Working data:
· · · · · · ·

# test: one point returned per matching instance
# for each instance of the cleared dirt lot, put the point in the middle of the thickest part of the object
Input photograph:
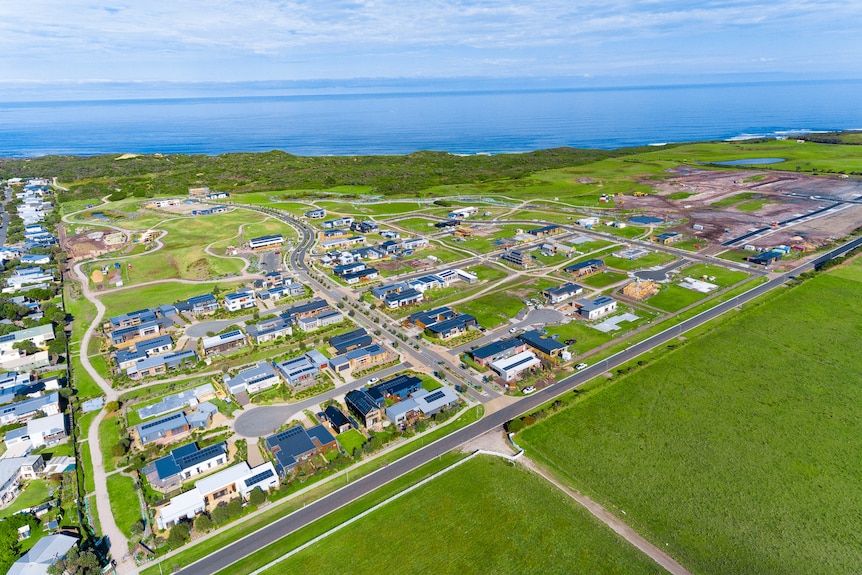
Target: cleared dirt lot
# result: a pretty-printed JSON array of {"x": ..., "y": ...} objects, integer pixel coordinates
[{"x": 752, "y": 199}]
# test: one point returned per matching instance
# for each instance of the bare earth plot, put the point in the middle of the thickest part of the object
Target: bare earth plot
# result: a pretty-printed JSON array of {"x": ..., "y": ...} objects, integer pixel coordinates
[{"x": 742, "y": 466}]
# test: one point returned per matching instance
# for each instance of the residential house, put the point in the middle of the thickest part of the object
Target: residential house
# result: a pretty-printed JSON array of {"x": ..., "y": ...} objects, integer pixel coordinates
[
  {"x": 308, "y": 309},
  {"x": 518, "y": 257},
  {"x": 414, "y": 244},
  {"x": 163, "y": 428},
  {"x": 158, "y": 364},
  {"x": 364, "y": 357},
  {"x": 404, "y": 298},
  {"x": 351, "y": 340},
  {"x": 44, "y": 554},
  {"x": 586, "y": 268},
  {"x": 361, "y": 276},
  {"x": 239, "y": 479},
  {"x": 239, "y": 300},
  {"x": 268, "y": 330},
  {"x": 337, "y": 223},
  {"x": 223, "y": 343},
  {"x": 127, "y": 336},
  {"x": 497, "y": 350},
  {"x": 337, "y": 420},
  {"x": 545, "y": 231},
  {"x": 511, "y": 367},
  {"x": 545, "y": 346},
  {"x": 667, "y": 238},
  {"x": 302, "y": 370},
  {"x": 269, "y": 242},
  {"x": 423, "y": 319},
  {"x": 422, "y": 404},
  {"x": 364, "y": 408},
  {"x": 296, "y": 445},
  {"x": 182, "y": 463},
  {"x": 202, "y": 416},
  {"x": 596, "y": 308},
  {"x": 258, "y": 378},
  {"x": 562, "y": 293},
  {"x": 29, "y": 408},
  {"x": 322, "y": 319},
  {"x": 398, "y": 387},
  {"x": 453, "y": 327},
  {"x": 205, "y": 303}
]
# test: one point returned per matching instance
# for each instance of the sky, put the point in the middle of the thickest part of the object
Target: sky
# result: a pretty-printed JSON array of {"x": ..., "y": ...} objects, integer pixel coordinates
[{"x": 92, "y": 42}]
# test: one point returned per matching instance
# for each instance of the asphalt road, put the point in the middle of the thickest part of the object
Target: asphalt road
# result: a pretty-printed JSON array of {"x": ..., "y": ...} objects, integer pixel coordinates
[
  {"x": 299, "y": 519},
  {"x": 264, "y": 420}
]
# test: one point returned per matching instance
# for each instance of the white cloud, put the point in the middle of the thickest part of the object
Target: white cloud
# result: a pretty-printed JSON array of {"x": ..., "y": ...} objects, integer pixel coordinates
[{"x": 146, "y": 38}]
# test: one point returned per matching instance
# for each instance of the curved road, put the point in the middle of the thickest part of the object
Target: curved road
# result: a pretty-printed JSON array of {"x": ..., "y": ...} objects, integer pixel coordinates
[{"x": 302, "y": 517}]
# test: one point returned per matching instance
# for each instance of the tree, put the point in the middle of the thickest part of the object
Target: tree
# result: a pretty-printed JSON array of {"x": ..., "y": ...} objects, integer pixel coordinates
[
  {"x": 257, "y": 496},
  {"x": 9, "y": 548},
  {"x": 76, "y": 562},
  {"x": 203, "y": 523},
  {"x": 27, "y": 347},
  {"x": 179, "y": 534},
  {"x": 220, "y": 514},
  {"x": 234, "y": 508}
]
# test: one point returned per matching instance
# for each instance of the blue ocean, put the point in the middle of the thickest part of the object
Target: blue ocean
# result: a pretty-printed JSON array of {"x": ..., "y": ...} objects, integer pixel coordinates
[{"x": 460, "y": 122}]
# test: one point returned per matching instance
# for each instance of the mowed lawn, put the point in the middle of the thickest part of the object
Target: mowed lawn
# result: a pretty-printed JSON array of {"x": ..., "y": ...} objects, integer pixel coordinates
[
  {"x": 126, "y": 300},
  {"x": 125, "y": 505},
  {"x": 739, "y": 450},
  {"x": 485, "y": 516}
]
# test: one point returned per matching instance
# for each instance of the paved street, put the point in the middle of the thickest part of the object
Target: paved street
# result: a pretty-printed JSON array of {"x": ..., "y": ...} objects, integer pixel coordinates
[{"x": 302, "y": 517}]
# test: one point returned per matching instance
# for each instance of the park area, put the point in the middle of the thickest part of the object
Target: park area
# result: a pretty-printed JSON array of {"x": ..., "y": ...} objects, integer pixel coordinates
[
  {"x": 485, "y": 516},
  {"x": 734, "y": 466}
]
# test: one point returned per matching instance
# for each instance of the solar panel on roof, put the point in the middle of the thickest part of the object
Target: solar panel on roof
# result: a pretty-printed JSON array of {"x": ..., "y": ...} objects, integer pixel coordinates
[
  {"x": 265, "y": 474},
  {"x": 434, "y": 396}
]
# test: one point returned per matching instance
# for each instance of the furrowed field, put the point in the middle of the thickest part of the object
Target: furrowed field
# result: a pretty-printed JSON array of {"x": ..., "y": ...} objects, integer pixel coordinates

· · · · · · ·

What to do:
Nothing but the lines from the one with "# for each instance of the paved" through the last line of the data should appear; print them exactly.

Your response:
# for each instance of the paved street, put the point in the middle of the thickest part of the object
Target: paved street
# result: a pretty-printed JSON array of {"x": ..., "y": ...} objects, integer pixel coordinates
[{"x": 302, "y": 517}]
# test: one point returned per matching instance
# for each instance of the park area, put the point in the middle of the thickest part of the object
Target: park area
# result: a pretty-printed JSON array of {"x": ..., "y": ...} objects, integer pixel coordinates
[
  {"x": 485, "y": 516},
  {"x": 734, "y": 466}
]
# test: one point returned per matching instance
# for each instance of the solar panel on roof, put the point in the middle of the thickest part of the object
Target: solar panel on roof
# result: a pretty-printed JSON array of {"x": ..., "y": ...} objects, integer pixel coordinates
[
  {"x": 265, "y": 474},
  {"x": 434, "y": 396}
]
# test: one point returned per matching instance
# for each instance of the furrowed field, put the point in the middle of the thickest part of the object
Target: furrowed field
# result: a pretty-printed JSON array of {"x": ..., "y": ...} objects, integer pixel coordinates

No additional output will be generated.